**Exercise tasks:**
#1 From the Centrifuge issue thread, quote the passage from "This due to" up to and including "debugged version here.)".
#2 List every username that appears with "commented" in the Centrifuge issue thread, each name once, in order of first appearance.

**Passage to read:**

I use the index downloadable from the centrifuge website: p+h+v

GabrieleNocchi commented 6 years ago

@mourisl I have noticed that you closed an older issue pointing out that there is a non beta version of 1.0.3. Where can I download that? I can not see it a: ftp://ftp.ccb.jhu.edu/pub/infphilo/centrifuge/downloads

Also by downloading via conda with: conda install -c bioconda centrifuge I still get the beta version.

mourisl commented 6 years ago

@GabrieleNocchi The newest version now only can be downnloaded from the github. And you have to compile the source code.

jsh58 commented 6 years ago

@GabrieleNocchi

Yes I mean they are not in the centrifuge output at all. I think they are skipped or I do not know what happens.

The reads probably have a large number of ambiguous bases (Ns). Centrifuge does not analyze those.

GabrieleNocchi commented 6 years ago

@jsh58 Yes thank you. I just double checked this using a Biopython script called sequence_cleaner.py ; I think centrifuge automatically removes sequences which have more than 10% N. Using sequence_cleaner.py to filter the hiseq_accuracy.fa with threshold set to 10% N, 2 sequences are filtered out. Exactly the number of sequences I missed in my centrifuge output.

jsh58 commented 6 years ago

@asulit08

For instance in my kreport, if you add the number of unclassified reads and the root, they will not add up to the total number of input reads I used.

This due to a bug in the centrifuge-kreport script that was fixed as part of this pull request.

(I didn't like the second part of that PR, so I have my own debugged version here.)

asulit08 commented 6 years ago

Thank you all for your answers. I'm still having trouble reconciling the kreport to my other classification files (-S and report.tsv), although I've been able to reconcile the -S and report.tsv files already. I think the problems I'm encountering are due to the warning errors given by the database build of centrifuge. I wrote a script getting all reads with tax ID = 0 (includes unclassified and those with unrecognized seq IDs), then removing any read with multiple matches to other taxa (i.e. with classification but has multiple matches to sequences whose tax ID or seq ID are unrecognized) and getting all unique reads from these. I also got unique reads that were classified. Adding the two sets sum up to the number of reads of the input so that answers the questions for the report.tsv files.

However, I still do get problems with my kreport as I cannot identify how it gets the numbers it outputs. For instance, the number of unclassified reads given are not the same as the number I get from the -S classification report. The root row still does not give any counts for the unique reads column although the classification file reports reads with number of matches = 1 that matched only to root. I tried @jsh58 's script and I got the same results as before (I'm using the latest centrifuge version in the github repository). There are also some with names (e.g. name =12, tax ID=12) that is recognized by report.tsv but isn't recognized by kreport. Granted when I searched this tax ID, it has been merged with another taxID in NCBI taxonomy. I'm thinking these reads not being counted may be one reason for the discrepancies with the other report files? Add to that the rounding off happening with the read counts with multiple matches?

I've also tried running centrifuge with option -k1 and the kreports here are much better. I am able to obtain the right number of unclassified reads and I can also pinpoint the dicrepancies with report.tsv are due to the 1) the reads with recognized tax IDs but no names (which are not found in kreport) and 2) the number of unique reads matching to root (tax ID =1)

mourisl commented 6 years ago

We've made a change to centrifuge-kreport, such that it by default use the lowest common ancestor of the assignments if a read is assigned to different taxonomy ids. So the behavior should be like using (-k 1).

Hope this change woule make the result more interpretable.

**Data extract:**
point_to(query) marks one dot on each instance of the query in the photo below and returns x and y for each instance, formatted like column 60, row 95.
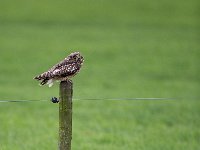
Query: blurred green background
column 132, row 49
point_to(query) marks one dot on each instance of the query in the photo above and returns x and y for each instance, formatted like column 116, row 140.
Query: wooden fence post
column 65, row 115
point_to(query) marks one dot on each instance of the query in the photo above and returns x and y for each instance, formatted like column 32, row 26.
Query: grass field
column 131, row 49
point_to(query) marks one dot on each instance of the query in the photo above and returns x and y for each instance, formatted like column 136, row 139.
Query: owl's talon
column 54, row 99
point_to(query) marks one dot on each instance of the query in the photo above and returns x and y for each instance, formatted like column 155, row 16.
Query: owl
column 62, row 71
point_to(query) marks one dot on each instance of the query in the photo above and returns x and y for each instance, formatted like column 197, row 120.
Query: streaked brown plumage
column 64, row 70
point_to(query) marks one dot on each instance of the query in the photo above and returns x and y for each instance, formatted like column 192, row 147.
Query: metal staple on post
column 65, row 115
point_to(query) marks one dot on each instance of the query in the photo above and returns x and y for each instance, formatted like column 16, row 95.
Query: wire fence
column 56, row 100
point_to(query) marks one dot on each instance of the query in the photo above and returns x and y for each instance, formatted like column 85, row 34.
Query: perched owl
column 64, row 70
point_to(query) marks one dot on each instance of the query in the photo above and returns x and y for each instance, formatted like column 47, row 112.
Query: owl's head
column 76, row 57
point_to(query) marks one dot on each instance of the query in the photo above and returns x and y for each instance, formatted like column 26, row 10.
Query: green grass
column 131, row 49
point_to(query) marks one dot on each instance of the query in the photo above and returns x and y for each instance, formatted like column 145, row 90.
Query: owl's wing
column 64, row 70
column 61, row 63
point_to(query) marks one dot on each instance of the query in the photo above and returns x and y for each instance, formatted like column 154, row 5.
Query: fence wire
column 88, row 99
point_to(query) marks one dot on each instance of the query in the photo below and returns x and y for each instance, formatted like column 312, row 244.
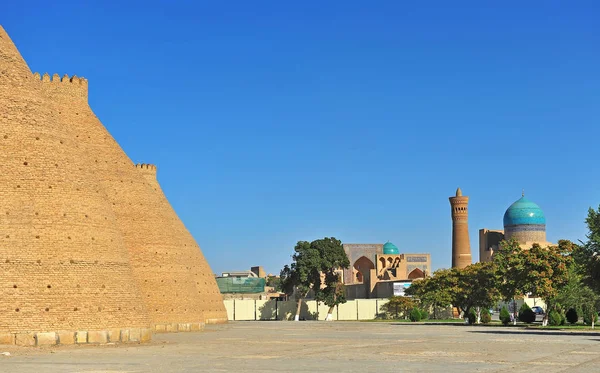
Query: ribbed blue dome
column 390, row 249
column 524, row 212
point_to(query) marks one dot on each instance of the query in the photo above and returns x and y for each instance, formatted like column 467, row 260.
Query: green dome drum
column 390, row 249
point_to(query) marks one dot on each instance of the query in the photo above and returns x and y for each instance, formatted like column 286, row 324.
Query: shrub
column 486, row 318
column 526, row 314
column 504, row 316
column 472, row 317
column 415, row 315
column 555, row 318
column 587, row 318
column 572, row 316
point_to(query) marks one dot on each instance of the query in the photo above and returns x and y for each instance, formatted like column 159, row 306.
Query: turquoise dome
column 390, row 249
column 524, row 212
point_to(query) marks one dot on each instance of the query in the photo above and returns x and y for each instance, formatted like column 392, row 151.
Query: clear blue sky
column 274, row 122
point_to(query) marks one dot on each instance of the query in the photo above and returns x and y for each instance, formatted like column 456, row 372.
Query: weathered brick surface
column 63, row 258
column 90, row 241
column 7, row 339
column 66, row 337
column 46, row 339
column 25, row 339
column 81, row 337
column 96, row 336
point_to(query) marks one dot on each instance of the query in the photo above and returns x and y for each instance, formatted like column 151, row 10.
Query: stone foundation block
column 46, row 339
column 81, row 337
column 66, row 338
column 134, row 335
column 7, row 339
column 145, row 335
column 25, row 339
column 124, row 335
column 98, row 336
column 114, row 335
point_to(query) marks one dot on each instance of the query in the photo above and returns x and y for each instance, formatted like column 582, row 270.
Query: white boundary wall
column 249, row 309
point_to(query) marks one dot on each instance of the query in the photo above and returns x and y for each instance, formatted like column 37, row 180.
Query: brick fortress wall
column 64, row 264
column 92, row 250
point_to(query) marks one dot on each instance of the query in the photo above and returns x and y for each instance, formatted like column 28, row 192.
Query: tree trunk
column 330, row 314
column 298, row 307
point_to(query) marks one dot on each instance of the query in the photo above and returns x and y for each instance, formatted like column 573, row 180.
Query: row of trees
column 316, row 267
column 564, row 276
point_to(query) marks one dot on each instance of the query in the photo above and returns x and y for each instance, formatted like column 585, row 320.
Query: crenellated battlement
column 148, row 170
column 71, row 87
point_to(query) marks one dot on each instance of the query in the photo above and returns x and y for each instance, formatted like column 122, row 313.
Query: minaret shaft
column 461, row 247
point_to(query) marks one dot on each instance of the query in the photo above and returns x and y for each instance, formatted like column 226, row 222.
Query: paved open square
column 326, row 347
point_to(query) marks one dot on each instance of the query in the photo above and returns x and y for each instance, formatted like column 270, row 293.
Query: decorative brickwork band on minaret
column 461, row 248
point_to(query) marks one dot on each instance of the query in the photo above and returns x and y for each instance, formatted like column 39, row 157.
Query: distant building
column 375, row 268
column 524, row 221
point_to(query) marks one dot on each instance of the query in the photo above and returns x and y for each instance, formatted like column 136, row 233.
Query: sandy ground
column 326, row 347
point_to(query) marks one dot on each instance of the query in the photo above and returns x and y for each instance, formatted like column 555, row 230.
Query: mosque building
column 524, row 221
column 380, row 271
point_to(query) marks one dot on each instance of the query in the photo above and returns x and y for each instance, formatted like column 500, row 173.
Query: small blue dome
column 524, row 212
column 390, row 249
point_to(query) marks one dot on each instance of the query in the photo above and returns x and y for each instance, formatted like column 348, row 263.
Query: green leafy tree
column 328, row 286
column 577, row 295
column 526, row 314
column 476, row 287
column 547, row 271
column 510, row 271
column 435, row 292
column 587, row 256
column 398, row 306
column 504, row 315
column 299, row 277
column 572, row 316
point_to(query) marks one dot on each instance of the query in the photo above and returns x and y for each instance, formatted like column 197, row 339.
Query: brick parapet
column 64, row 337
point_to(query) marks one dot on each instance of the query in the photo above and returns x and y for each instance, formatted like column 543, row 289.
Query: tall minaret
column 461, row 248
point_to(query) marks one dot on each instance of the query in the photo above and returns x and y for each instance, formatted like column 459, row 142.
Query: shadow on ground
column 537, row 332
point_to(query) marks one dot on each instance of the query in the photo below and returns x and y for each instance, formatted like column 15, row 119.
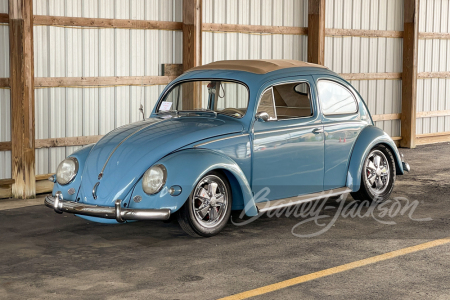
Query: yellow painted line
column 360, row 263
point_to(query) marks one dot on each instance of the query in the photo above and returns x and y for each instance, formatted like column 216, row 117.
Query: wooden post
column 409, row 77
column 192, row 49
column 22, row 98
column 316, row 31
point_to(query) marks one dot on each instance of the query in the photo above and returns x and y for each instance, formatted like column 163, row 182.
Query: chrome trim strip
column 116, row 212
column 274, row 204
column 118, row 145
column 299, row 127
column 221, row 139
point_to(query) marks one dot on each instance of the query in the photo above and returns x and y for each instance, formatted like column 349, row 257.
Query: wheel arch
column 369, row 137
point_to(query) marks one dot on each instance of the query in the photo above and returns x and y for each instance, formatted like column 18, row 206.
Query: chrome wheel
column 376, row 172
column 210, row 201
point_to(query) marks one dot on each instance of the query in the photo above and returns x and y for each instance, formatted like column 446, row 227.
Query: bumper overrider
column 119, row 213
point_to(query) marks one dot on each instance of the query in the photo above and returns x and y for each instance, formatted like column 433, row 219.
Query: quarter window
column 335, row 99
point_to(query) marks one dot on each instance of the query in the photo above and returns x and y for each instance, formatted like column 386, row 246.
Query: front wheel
column 208, row 208
column 378, row 175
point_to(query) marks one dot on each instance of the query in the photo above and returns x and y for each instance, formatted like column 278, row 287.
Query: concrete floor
column 51, row 256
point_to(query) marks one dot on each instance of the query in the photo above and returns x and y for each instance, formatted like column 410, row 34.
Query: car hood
column 123, row 155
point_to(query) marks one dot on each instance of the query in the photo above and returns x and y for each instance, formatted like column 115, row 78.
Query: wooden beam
column 106, row 23
column 67, row 141
column 386, row 117
column 434, row 35
column 22, row 98
column 4, row 18
column 364, row 33
column 172, row 69
column 433, row 138
column 44, row 176
column 316, row 31
column 436, row 113
column 4, row 82
column 425, row 75
column 5, row 146
column 102, row 81
column 242, row 28
column 371, row 76
column 409, row 77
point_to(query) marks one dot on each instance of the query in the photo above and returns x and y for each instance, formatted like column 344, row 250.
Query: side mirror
column 262, row 116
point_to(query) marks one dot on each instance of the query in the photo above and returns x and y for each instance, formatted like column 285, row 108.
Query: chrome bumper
column 119, row 213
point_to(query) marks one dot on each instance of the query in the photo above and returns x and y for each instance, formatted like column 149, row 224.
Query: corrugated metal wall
column 76, row 52
column 368, row 55
column 220, row 46
column 5, row 114
column 434, row 56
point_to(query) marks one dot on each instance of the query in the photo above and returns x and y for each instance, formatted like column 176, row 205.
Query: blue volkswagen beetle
column 222, row 133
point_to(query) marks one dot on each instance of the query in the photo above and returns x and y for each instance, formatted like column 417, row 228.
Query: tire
column 380, row 172
column 204, row 215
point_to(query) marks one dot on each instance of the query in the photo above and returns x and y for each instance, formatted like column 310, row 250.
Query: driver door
column 288, row 149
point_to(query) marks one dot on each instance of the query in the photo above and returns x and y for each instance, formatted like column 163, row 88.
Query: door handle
column 318, row 130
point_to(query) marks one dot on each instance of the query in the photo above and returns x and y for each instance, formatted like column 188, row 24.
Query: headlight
column 67, row 170
column 154, row 179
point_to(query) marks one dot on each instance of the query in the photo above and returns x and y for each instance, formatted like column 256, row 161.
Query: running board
column 274, row 204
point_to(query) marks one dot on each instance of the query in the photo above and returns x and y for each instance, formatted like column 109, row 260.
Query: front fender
column 185, row 168
column 81, row 156
column 369, row 137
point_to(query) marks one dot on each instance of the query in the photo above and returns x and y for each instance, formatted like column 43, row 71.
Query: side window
column 292, row 100
column 335, row 99
column 266, row 104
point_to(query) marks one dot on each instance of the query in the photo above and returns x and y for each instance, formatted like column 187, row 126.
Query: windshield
column 222, row 97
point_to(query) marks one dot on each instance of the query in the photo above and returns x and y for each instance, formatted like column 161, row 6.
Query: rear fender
column 369, row 137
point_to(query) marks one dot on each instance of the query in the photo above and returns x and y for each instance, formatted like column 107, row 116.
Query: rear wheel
column 208, row 208
column 378, row 175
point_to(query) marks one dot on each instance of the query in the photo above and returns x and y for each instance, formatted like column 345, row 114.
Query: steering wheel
column 233, row 110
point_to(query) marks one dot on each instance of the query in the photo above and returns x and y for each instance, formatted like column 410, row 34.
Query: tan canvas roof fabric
column 255, row 66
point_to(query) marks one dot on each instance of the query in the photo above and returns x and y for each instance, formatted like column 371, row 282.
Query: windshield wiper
column 197, row 112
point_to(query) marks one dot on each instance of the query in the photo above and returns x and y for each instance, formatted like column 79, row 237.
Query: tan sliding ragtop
column 257, row 66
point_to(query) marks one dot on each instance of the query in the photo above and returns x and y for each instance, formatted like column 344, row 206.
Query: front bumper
column 119, row 213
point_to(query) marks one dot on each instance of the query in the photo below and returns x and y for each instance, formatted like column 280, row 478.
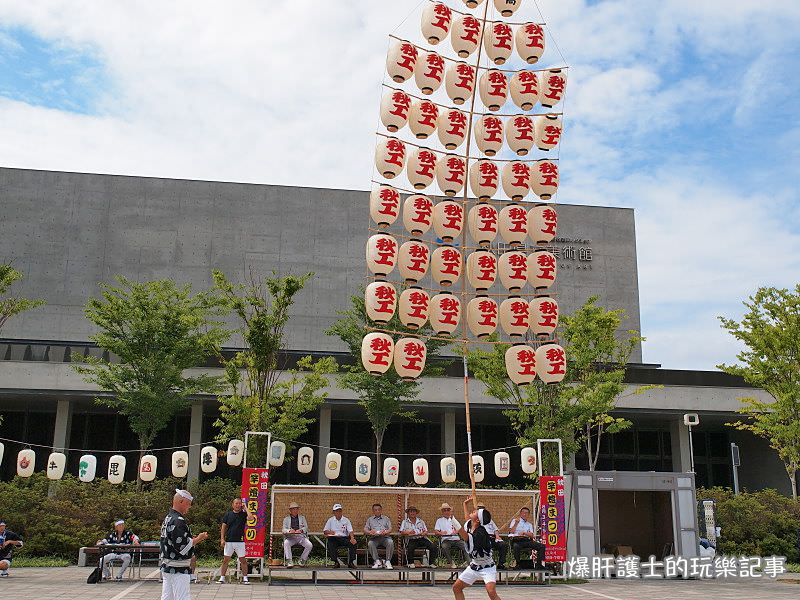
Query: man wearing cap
column 177, row 549
column 447, row 527
column 119, row 536
column 339, row 531
column 295, row 533
column 414, row 530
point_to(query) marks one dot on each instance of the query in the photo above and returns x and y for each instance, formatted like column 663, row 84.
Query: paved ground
column 40, row 584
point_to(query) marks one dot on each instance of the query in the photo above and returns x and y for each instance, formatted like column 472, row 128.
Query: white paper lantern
column 551, row 363
column 530, row 42
column 420, row 467
column 514, row 316
column 377, row 351
column 482, row 223
column 56, row 463
column 482, row 316
column 502, row 464
column 524, row 89
column 395, row 105
column 180, row 461
column 445, row 313
column 277, row 453
column 464, row 34
column 520, row 134
column 554, row 84
column 542, row 223
column 116, row 469
column 409, row 358
column 481, row 270
column 390, row 157
column 429, row 72
column 305, row 459
column 208, row 459
column 414, row 307
column 493, row 88
column 484, row 178
column 452, row 128
column 436, row 19
column 422, row 118
column 384, row 205
column 521, row 364
column 401, row 60
column 544, row 178
column 516, row 180
column 391, row 471
column 363, row 469
column 448, row 220
column 447, row 467
column 548, row 131
column 513, row 224
column 489, row 134
column 544, row 316
column 333, row 465
column 413, row 260
column 421, row 168
column 497, row 41
column 513, row 269
column 478, row 468
column 381, row 254
column 148, row 465
column 446, row 265
column 542, row 269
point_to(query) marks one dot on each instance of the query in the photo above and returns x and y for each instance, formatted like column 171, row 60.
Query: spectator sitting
column 119, row 536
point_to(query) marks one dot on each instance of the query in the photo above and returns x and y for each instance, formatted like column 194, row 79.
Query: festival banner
column 552, row 522
column 255, row 490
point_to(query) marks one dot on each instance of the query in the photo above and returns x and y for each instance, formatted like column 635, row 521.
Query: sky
column 686, row 111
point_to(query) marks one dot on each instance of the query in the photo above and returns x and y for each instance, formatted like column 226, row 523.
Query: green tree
column 770, row 360
column 12, row 305
column 157, row 330
column 387, row 396
column 262, row 395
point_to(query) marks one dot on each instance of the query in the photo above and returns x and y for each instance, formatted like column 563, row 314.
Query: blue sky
column 687, row 111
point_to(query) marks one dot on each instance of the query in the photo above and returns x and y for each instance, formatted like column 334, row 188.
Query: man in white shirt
column 339, row 531
column 447, row 527
column 414, row 531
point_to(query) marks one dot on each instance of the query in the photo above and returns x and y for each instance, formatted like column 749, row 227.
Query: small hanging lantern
column 445, row 313
column 377, row 351
column 381, row 254
column 422, row 118
column 482, row 223
column 380, row 301
column 521, row 364
column 448, row 220
column 514, row 316
column 482, row 316
column 401, row 60
column 394, row 109
column 390, row 157
column 413, row 307
column 524, row 89
column 551, row 364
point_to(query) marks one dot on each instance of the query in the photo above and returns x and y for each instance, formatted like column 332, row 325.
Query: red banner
column 552, row 521
column 255, row 490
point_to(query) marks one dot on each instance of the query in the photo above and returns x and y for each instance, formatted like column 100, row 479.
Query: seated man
column 8, row 541
column 295, row 533
column 447, row 527
column 415, row 530
column 339, row 531
column 120, row 536
column 379, row 528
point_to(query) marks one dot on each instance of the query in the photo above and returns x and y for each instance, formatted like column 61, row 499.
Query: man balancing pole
column 479, row 547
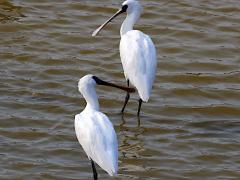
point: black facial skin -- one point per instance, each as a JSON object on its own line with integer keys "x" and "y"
{"x": 101, "y": 82}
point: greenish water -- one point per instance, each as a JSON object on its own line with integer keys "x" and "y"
{"x": 190, "y": 128}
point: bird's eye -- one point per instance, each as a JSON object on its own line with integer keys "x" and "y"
{"x": 124, "y": 8}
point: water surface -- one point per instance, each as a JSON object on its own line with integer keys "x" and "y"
{"x": 190, "y": 128}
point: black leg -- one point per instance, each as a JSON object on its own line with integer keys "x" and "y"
{"x": 139, "y": 106}
{"x": 94, "y": 170}
{"x": 126, "y": 98}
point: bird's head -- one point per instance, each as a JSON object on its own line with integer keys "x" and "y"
{"x": 89, "y": 81}
{"x": 128, "y": 6}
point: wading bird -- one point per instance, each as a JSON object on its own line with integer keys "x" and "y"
{"x": 137, "y": 51}
{"x": 94, "y": 130}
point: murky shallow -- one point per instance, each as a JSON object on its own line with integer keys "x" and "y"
{"x": 190, "y": 129}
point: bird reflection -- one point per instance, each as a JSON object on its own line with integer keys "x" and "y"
{"x": 130, "y": 139}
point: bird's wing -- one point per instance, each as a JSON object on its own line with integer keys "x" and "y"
{"x": 98, "y": 138}
{"x": 138, "y": 56}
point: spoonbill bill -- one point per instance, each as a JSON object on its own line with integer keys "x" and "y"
{"x": 94, "y": 130}
{"x": 137, "y": 51}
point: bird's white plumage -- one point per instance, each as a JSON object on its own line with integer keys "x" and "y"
{"x": 138, "y": 56}
{"x": 138, "y": 53}
{"x": 94, "y": 130}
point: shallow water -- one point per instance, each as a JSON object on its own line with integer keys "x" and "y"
{"x": 190, "y": 128}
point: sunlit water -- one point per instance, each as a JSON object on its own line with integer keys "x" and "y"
{"x": 190, "y": 128}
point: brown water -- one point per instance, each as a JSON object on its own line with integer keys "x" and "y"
{"x": 190, "y": 128}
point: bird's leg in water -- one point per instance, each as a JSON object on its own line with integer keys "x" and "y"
{"x": 94, "y": 170}
{"x": 139, "y": 106}
{"x": 126, "y": 98}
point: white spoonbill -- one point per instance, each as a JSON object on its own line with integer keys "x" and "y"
{"x": 137, "y": 51}
{"x": 94, "y": 130}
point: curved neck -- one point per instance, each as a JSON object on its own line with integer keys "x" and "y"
{"x": 129, "y": 22}
{"x": 91, "y": 98}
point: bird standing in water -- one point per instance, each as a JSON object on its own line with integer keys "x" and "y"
{"x": 137, "y": 51}
{"x": 94, "y": 130}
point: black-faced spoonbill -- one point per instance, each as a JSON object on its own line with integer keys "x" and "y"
{"x": 137, "y": 51}
{"x": 94, "y": 130}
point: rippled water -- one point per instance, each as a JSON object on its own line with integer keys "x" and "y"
{"x": 190, "y": 129}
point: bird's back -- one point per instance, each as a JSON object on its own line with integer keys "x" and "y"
{"x": 98, "y": 138}
{"x": 138, "y": 56}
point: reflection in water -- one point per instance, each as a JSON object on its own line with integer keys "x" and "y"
{"x": 130, "y": 142}
{"x": 9, "y": 12}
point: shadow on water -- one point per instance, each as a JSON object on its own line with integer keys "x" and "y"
{"x": 130, "y": 138}
{"x": 9, "y": 12}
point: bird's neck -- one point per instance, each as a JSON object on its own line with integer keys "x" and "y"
{"x": 91, "y": 98}
{"x": 129, "y": 22}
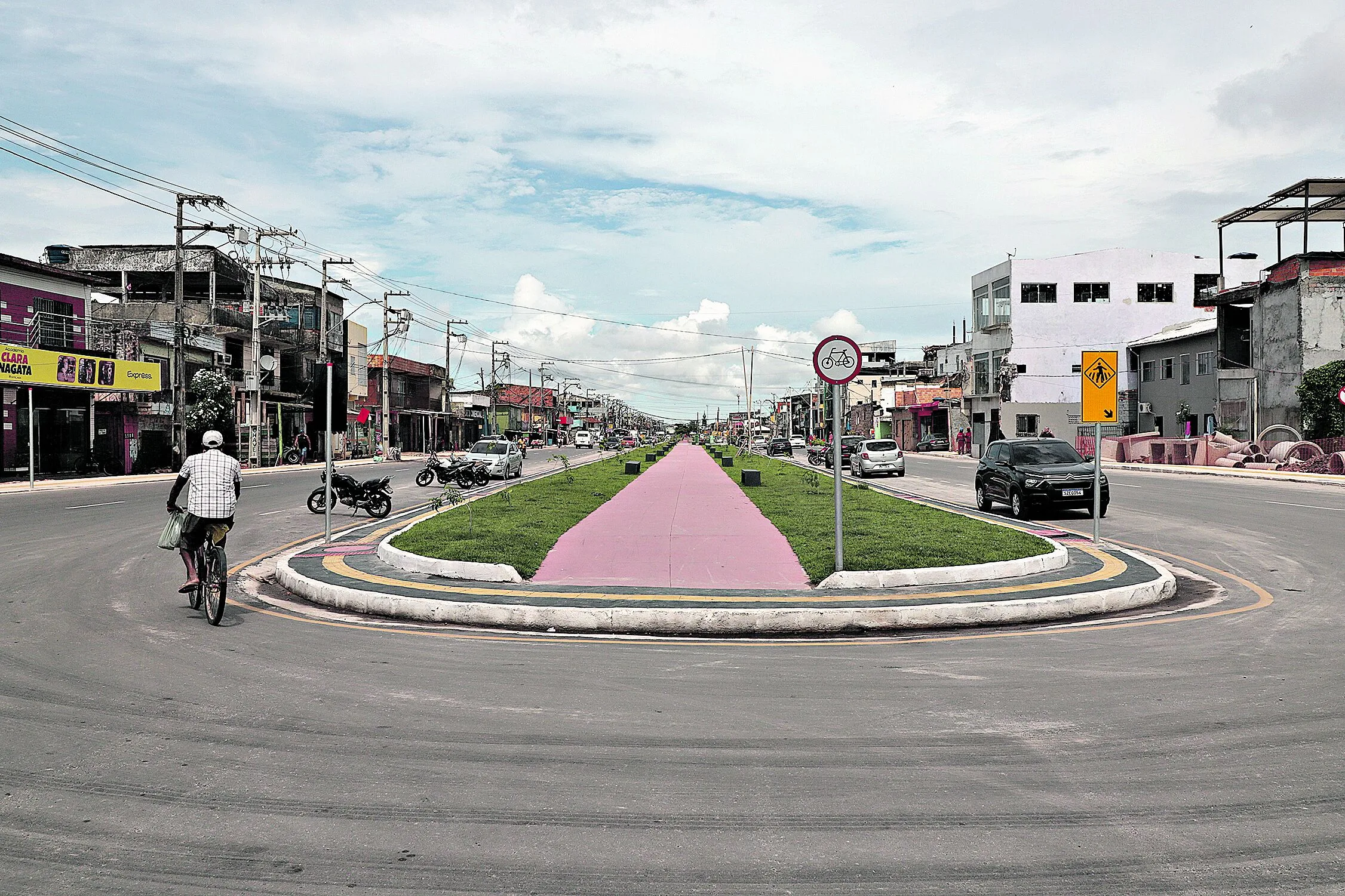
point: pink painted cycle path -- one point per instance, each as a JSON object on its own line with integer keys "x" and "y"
{"x": 681, "y": 524}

**Task answers:**
#1
This due to a bug in the centrifuge-kreport script that was fixed as part of this pull request.

(I didn't like the second part of that PR, so I have my own debugged version here.)

#2
GabrieleNocchi
mourisl
jsh58
asulit08